**Set of tasks:**
[a] Decide whether each statement agrees with the passage below on the Hakoot garbage-truck tracker: (i) Residents can use their cell phones to follow where garbage trucks are and which way they are heading. (ii) An existing ordinance lets garbage be put out on the streets at any time of day. (iii) Efren says that Hakoot's maximum effectiveness does not depend on solid waste management infrastructure. Answer yes or no for each, and quote the words of the passage that decide it.
[b] Translate this sentence from the Hakoot passage into Spanish: "An existing ordinance provides that garbage should be taken out to the streets only when garbage collectors arrive."
[c] Carry on the passage about the Hakoot garbage-truck tracker, starting after its last sentence.

**Text shown:**
..........
On the other hand, he said, the city’s solid waste management receives inputs that will enable them to efficiently manage the routes of their garbage trucks, effectively dispatch garbage trucks and crew, and decide whether there is a need to send garbage trucks for another round.
Efren said that Hakoot enables residents and establishments to monitor through their cell phone the location and direction of garbage trucks. An existing ordinance provides that garbage should be taken out to the streets only when garbage collectors arrive.
“Hakoot enables residents to know when to take out their garbage, unlike the present set up wherein residents and establishments have to watch out the whole day for the garbage truck that sometimes doesn’t come,” he said.
Nevertheless, Efren stressed that the maximum effectiveness of Hakoot will still depend on solid waste management infrastructure – enough garbage trucks and collectors, the establishment of Material Recovery Facilities and the main residual containment facility.
..........
(Items from a dataset)
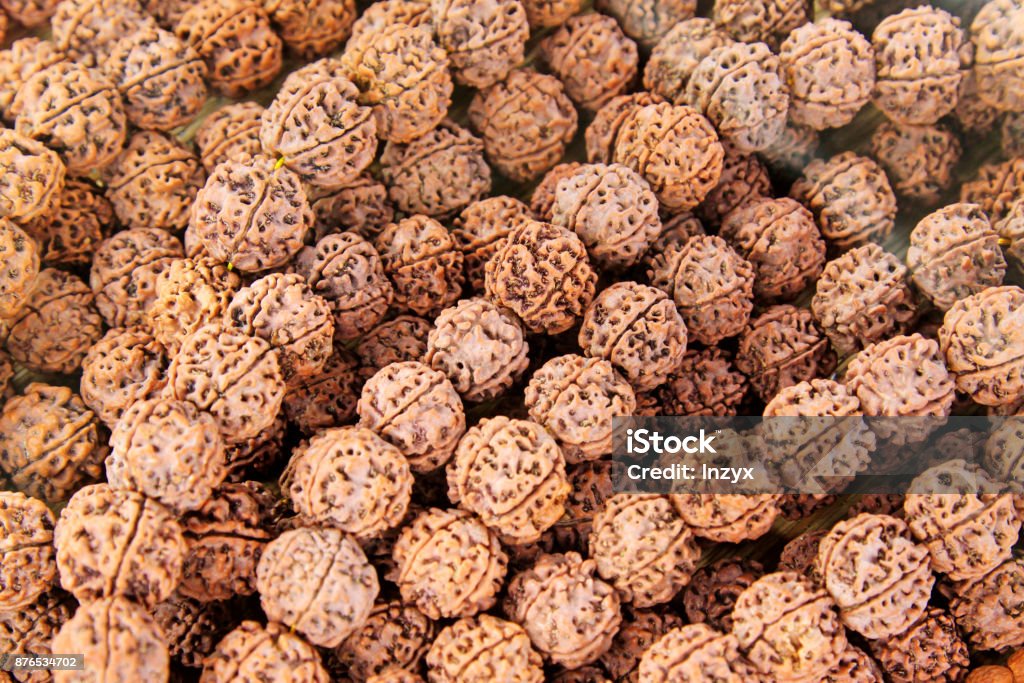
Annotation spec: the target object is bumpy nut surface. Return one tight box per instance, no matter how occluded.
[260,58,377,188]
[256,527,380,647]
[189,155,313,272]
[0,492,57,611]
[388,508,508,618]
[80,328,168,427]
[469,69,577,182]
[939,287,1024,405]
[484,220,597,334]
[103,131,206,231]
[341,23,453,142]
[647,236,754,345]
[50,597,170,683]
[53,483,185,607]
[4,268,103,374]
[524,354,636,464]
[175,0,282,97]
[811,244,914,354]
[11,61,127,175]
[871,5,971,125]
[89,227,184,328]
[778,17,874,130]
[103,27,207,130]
..........
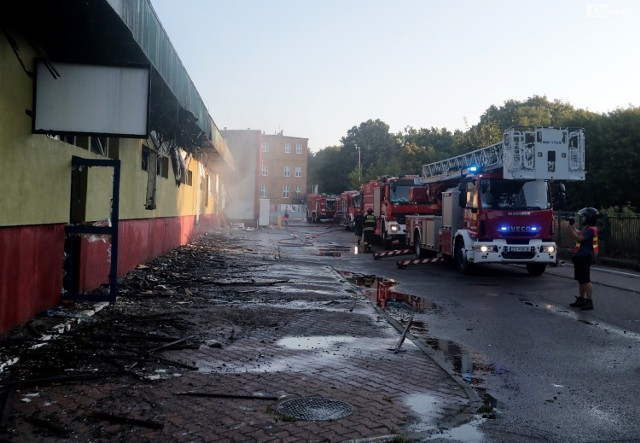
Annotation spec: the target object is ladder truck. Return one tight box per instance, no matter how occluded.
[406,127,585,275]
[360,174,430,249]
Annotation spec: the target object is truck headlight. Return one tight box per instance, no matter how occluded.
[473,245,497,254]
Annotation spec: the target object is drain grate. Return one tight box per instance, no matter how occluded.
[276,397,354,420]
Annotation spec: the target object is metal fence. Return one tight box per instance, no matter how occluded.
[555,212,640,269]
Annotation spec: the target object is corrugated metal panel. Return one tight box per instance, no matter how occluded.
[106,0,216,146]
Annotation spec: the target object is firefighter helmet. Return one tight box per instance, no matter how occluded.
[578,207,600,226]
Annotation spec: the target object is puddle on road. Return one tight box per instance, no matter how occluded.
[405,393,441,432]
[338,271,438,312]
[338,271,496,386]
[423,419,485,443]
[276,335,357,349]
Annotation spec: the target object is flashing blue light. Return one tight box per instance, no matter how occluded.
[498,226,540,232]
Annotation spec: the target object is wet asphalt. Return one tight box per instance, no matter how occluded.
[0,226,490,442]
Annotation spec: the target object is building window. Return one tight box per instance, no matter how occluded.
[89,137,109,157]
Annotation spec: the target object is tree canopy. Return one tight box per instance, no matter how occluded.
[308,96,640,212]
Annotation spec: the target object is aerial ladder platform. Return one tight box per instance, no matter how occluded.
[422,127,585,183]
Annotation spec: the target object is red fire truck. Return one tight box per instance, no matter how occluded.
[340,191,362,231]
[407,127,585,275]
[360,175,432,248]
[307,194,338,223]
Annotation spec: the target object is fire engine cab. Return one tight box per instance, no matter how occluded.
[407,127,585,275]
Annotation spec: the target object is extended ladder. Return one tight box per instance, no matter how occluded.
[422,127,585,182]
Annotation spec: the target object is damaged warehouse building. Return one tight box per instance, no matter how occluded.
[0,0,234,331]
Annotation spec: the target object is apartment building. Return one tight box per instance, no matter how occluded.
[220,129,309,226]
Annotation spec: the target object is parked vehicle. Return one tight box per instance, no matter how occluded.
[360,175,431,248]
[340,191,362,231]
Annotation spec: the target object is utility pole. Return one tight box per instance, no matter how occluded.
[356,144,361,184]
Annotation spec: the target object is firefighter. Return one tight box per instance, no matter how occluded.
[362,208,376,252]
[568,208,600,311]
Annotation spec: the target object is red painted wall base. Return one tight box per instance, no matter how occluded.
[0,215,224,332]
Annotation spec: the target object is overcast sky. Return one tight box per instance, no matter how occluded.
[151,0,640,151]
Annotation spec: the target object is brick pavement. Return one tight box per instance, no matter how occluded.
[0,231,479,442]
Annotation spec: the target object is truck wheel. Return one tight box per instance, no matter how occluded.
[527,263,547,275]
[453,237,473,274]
..........
**Responses per task:**
[a]
(i) Yes: "Hakoot enables residents and establishments to monitor through their cell phone the location and direction of garbage trucks."
(ii) No: "garbage should be taken out to the streets only when garbage collectors arrive."
(iii) No: "the maximum effectiveness of Hakoot will still depend on solid waste management infrastructure"

[b] Una ordenanza vigente establece que la basura debe sacarse a la calle solo cuando lleguen los recolectores de basura.

[c]
Alvi Agolong, City General Service Office chief, acknowledged the challenge on the part of the city, noting that it still lacks some essential equipment and facilities. “We have the residual containment facility, but we still have to prod each barangay leadership to establish their own material recovery facilities. Worse, we don’t have garbage trucks, we just borrow two dump trucks from the Engineering Office,” Agolong said.
The problem with borrowing trucks is that it can only be used for a single round on its route every day, “and it has to be sent back for engineering works,” Agolong said.
Dapitan only has about five tons of garbage daily, which can be taken care of with three to four garbage trucks and about 32 collectors and drivers. At present, Agolong admitted that they can hardly collect the city’s garbage, “particularly if the schedule is disrupted when the aging dump trucks bogged down or if trucks are already full before its routes are completely covered.
Efren said the mobile application was designed out of the frustration of residents, who “have no one else to go but the social media. We were troubled, annoyed with the rants of our fellow Dapitanons on uncollected garbage, that’s why I called up my brother telling him we have to do something.”
“Thus the birth of Hakoot, but we will continue on improving the software through the feedback of those in solid waste management and the residents and establishments. Hakoot has to be tailored fit for the needs of the city,” Efren said.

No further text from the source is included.